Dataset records
*-*-*
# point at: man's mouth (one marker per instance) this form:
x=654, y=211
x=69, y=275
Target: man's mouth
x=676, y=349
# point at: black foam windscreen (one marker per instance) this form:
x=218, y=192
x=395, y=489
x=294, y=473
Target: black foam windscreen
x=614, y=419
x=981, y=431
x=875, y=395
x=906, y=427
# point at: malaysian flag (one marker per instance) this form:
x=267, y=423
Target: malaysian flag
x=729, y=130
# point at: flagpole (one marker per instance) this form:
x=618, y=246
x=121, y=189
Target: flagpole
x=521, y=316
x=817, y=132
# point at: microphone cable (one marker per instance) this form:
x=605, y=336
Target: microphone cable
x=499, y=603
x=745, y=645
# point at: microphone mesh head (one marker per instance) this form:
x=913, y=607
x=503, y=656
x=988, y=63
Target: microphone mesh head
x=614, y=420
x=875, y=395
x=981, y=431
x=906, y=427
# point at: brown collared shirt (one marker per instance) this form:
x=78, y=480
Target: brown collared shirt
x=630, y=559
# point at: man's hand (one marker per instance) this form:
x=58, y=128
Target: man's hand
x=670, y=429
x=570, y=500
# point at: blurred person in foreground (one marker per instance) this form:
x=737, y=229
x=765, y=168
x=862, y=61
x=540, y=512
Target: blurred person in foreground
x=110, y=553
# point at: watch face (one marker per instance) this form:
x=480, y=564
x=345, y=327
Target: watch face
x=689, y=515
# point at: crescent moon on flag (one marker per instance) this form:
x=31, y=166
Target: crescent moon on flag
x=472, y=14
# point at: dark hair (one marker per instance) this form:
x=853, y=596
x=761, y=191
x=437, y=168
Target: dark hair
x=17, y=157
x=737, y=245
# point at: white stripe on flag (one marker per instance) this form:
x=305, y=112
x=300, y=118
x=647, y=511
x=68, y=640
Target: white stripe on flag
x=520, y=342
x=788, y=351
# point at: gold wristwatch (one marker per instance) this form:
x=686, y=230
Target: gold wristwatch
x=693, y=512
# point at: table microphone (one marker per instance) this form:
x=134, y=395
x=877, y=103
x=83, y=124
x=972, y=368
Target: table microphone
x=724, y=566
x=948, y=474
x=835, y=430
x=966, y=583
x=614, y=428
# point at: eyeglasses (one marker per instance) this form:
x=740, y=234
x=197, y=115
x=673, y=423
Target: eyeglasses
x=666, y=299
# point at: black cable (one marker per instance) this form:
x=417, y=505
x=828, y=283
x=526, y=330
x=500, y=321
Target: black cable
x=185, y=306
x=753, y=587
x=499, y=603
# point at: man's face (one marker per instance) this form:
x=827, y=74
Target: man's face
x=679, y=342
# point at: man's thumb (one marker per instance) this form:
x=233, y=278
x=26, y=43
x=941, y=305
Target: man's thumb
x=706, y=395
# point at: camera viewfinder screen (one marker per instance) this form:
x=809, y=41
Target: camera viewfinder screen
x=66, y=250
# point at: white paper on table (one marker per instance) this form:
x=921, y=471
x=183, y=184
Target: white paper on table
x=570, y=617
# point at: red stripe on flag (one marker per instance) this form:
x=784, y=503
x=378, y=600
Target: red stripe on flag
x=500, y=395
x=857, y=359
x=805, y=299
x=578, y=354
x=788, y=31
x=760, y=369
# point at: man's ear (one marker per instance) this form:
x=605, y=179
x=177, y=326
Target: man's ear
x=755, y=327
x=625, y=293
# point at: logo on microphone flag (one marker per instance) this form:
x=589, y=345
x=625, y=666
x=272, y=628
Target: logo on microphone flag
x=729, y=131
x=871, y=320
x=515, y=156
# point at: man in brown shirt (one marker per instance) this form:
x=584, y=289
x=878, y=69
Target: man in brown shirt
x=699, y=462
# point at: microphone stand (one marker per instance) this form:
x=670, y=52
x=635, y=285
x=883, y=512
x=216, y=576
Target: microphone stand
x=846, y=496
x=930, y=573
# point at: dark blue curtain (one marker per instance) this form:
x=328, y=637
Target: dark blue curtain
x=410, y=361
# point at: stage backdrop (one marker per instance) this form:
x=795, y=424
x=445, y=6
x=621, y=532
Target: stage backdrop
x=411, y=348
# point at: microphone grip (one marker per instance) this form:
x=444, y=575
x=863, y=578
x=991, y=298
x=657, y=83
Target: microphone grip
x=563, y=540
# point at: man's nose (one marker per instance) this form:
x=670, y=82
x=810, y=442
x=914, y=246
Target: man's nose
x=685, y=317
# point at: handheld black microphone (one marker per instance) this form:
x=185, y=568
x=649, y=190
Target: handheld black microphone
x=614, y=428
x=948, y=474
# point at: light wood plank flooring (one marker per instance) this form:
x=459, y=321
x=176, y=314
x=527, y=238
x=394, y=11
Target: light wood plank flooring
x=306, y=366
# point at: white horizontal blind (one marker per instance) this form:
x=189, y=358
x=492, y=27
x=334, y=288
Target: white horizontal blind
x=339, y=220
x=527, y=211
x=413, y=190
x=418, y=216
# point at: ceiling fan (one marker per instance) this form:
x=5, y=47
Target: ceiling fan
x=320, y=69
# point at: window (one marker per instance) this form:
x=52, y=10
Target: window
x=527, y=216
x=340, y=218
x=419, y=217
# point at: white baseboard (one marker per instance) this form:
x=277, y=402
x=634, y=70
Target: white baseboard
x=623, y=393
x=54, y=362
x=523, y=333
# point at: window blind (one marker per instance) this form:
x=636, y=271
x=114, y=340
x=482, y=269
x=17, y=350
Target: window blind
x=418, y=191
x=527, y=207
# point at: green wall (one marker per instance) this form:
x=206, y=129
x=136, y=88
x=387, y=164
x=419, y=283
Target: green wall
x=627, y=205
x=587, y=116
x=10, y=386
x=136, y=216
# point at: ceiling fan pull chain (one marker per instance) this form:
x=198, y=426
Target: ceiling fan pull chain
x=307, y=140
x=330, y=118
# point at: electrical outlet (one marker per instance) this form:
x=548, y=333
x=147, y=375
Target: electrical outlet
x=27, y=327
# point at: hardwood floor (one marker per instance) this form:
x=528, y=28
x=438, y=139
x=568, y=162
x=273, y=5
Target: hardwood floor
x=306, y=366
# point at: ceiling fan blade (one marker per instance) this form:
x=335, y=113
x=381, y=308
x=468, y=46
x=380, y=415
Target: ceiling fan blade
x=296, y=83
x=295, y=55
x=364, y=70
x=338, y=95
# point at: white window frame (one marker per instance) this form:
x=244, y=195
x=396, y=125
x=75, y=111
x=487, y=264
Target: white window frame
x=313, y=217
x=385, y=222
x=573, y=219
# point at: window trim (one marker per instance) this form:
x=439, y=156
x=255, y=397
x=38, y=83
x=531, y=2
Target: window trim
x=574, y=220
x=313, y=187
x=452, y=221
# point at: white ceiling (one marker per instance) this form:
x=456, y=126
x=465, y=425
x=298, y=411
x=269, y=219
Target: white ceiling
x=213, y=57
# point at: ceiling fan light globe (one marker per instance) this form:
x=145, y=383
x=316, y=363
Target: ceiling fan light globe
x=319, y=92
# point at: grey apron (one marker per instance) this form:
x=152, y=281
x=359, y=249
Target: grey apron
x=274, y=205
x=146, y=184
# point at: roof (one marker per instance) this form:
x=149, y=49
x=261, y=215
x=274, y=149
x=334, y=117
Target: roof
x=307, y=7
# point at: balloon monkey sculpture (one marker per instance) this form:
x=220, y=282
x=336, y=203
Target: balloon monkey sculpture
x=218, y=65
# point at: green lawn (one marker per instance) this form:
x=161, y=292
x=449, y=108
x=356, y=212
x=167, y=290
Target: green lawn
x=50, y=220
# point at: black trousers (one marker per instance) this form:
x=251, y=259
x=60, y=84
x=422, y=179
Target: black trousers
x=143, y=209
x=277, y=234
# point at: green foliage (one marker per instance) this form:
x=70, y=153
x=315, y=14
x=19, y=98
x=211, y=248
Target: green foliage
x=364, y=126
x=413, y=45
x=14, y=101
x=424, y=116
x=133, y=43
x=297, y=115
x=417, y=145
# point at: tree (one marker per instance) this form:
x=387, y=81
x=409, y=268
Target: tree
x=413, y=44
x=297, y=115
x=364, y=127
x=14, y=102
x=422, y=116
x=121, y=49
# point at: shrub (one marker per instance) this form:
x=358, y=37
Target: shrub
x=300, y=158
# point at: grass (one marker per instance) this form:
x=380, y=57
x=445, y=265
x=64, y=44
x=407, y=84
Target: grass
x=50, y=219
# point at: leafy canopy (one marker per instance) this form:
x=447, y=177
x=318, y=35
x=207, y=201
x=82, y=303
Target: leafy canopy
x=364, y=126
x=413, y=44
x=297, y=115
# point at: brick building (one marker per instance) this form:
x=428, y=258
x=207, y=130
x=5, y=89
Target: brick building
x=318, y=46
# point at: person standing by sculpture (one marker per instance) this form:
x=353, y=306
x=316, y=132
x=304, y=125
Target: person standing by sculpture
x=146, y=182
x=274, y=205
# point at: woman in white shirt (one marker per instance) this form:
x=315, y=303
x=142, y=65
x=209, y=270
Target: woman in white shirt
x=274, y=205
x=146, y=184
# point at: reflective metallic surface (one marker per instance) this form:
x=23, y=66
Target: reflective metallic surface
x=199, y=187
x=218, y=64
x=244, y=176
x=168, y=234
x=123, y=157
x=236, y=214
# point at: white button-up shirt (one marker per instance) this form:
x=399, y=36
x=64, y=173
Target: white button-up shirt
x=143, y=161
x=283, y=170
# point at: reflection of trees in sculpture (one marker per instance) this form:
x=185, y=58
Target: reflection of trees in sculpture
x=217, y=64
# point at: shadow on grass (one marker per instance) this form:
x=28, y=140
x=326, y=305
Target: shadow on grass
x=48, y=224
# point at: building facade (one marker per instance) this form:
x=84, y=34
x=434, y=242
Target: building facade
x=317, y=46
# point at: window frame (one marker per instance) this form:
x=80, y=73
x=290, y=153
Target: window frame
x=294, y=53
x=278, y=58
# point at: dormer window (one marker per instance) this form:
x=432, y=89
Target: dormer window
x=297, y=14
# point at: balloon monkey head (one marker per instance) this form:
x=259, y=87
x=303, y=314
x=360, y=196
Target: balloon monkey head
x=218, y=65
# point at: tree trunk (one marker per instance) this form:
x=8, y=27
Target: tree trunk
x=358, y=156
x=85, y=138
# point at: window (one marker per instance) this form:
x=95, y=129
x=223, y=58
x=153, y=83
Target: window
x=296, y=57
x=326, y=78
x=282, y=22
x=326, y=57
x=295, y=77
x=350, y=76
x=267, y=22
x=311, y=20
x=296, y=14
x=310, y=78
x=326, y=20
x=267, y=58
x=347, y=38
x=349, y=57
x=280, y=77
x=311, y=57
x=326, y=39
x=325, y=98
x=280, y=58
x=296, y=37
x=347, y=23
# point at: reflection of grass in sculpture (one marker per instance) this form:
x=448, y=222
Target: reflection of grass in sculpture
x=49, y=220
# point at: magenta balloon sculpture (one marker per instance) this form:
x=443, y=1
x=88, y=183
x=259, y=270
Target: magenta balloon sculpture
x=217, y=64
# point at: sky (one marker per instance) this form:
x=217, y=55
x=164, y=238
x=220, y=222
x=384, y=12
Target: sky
*-*-*
■ Instructions to follow:
Format everything from the start of the rows down to the line containing "x=630, y=559", including that line, as a JSON list of strings with one string per line. Leave out any blank lines.

■ Full output:
[
  "# point at: man's mouth (one marker per instance) this form:",
  "x=654, y=211",
  "x=69, y=275",
  "Target: man's mouth",
  "x=676, y=349",
  "# point at: black foam windscreen (one marker per instance) this form:",
  "x=218, y=192",
  "x=395, y=489",
  "x=294, y=473",
  "Target: black foam windscreen",
  "x=614, y=419",
  "x=981, y=431",
  "x=875, y=395",
  "x=906, y=427",
  "# point at: malaysian flag (one marker per instance) this form:",
  "x=267, y=423",
  "Target: malaysian flag",
  "x=729, y=130",
  "# point at: flagpole (one marker per instance) this form:",
  "x=618, y=246",
  "x=121, y=189",
  "Target: flagpole",
  "x=521, y=316",
  "x=817, y=132",
  "# point at: microphone cable (one marker per instance) this form:",
  "x=605, y=336",
  "Target: microphone cable",
  "x=499, y=603",
  "x=745, y=645",
  "# point at: microphone mesh head (one marker per instance) this form:",
  "x=913, y=607",
  "x=503, y=656",
  "x=988, y=63",
  "Target: microphone mesh head",
  "x=614, y=420",
  "x=875, y=395",
  "x=981, y=431",
  "x=906, y=427",
  "# point at: brown collared shirt (one marker per instance) this form:",
  "x=78, y=480",
  "Target: brown collared shirt",
  "x=630, y=559"
]